[begin DATA PROVIDED]

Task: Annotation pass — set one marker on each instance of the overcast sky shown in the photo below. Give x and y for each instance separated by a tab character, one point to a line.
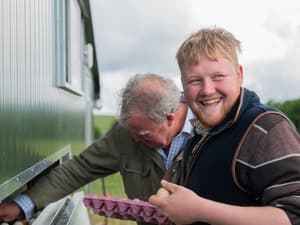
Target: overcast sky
139	36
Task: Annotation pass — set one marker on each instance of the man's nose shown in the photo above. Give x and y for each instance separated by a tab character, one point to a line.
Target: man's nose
208	87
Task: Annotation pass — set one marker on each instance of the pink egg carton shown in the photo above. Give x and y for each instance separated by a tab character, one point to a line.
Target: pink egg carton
125	209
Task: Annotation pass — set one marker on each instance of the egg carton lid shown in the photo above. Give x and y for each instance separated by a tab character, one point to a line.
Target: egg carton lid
126	209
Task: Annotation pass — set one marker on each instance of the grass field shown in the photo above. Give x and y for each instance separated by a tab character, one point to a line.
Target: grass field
111	185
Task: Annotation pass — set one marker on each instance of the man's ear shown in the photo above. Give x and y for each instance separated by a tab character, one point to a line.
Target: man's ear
170	118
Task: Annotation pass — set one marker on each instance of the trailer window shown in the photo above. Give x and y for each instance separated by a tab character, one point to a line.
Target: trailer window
69	46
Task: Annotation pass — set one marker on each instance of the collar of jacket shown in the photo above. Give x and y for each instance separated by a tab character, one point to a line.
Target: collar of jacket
246	99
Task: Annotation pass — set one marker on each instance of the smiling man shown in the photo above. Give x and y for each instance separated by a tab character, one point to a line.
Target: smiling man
242	165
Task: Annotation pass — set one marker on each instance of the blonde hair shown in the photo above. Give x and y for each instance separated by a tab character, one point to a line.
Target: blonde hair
212	42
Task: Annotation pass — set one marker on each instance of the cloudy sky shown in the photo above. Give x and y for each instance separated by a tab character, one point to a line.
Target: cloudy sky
138	36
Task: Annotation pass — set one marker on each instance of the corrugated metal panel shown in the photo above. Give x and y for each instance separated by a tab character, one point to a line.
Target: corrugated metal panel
37	119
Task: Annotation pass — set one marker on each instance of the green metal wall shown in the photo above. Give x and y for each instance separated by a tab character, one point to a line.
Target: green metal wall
37	119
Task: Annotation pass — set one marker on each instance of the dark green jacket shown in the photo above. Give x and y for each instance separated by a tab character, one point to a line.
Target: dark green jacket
141	169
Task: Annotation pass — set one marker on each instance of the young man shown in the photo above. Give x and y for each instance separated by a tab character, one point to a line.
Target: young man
241	167
145	149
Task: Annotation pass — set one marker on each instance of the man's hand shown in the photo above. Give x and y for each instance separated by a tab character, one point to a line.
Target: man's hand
9	211
180	206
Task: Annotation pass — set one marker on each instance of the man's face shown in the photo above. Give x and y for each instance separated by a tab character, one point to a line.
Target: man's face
211	88
146	130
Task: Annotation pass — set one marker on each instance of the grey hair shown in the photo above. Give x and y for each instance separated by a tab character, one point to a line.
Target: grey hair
151	94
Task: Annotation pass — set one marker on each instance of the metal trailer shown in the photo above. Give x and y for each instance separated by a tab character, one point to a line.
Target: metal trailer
49	85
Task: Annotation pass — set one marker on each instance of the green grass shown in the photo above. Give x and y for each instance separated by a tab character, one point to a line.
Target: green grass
111	185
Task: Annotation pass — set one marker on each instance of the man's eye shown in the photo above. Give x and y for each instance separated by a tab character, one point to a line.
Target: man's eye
218	77
194	82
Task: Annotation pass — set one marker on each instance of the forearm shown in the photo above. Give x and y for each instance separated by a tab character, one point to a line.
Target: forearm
223	214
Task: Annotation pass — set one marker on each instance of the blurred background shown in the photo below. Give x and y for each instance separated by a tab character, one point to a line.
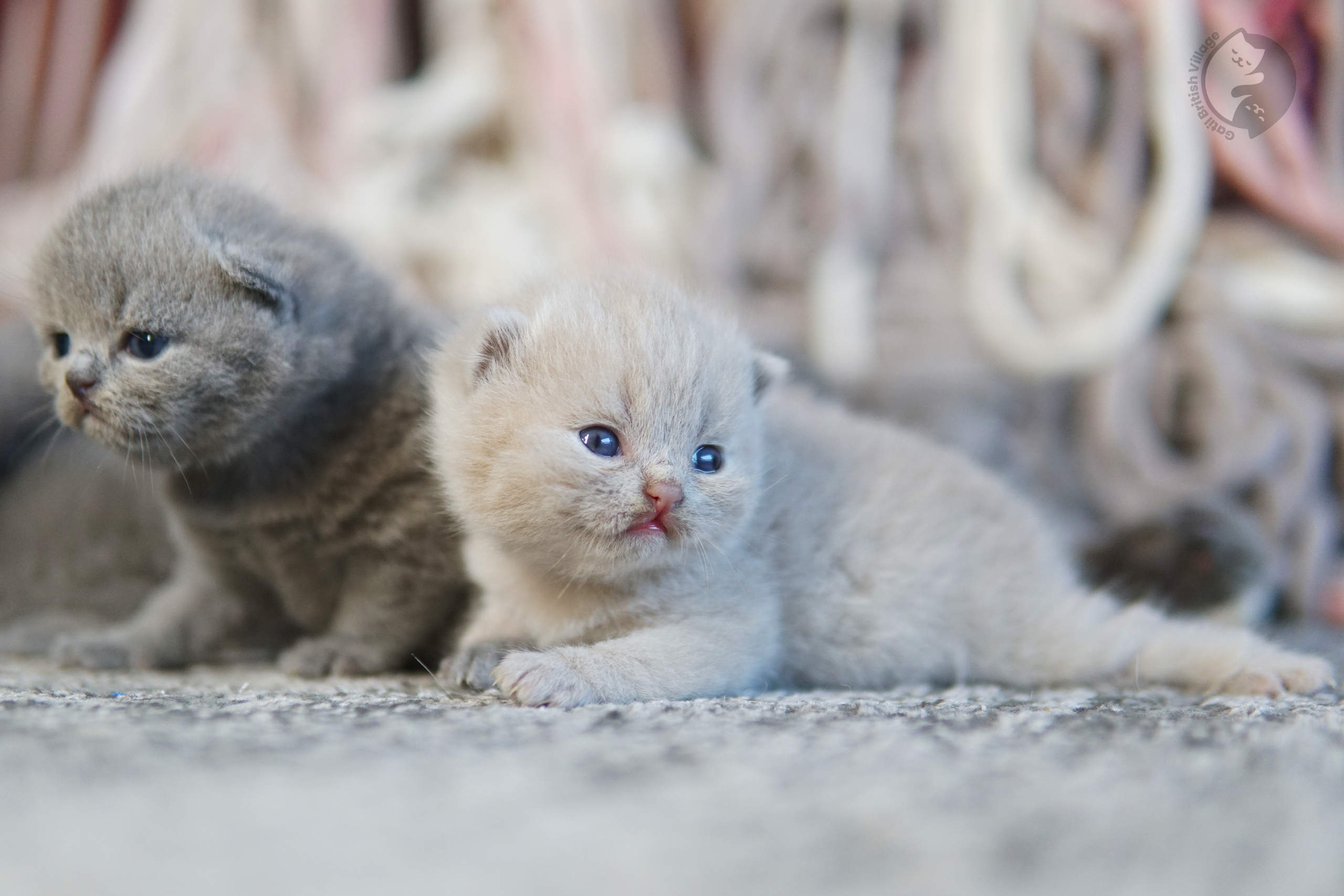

[end DATA PROVIDED]

AIM OF THE TASK
Count the lines of the material that contain the string "field", treating uppercase and lowercase as different. Reply with the number only.

REPLY TO THE TASK
2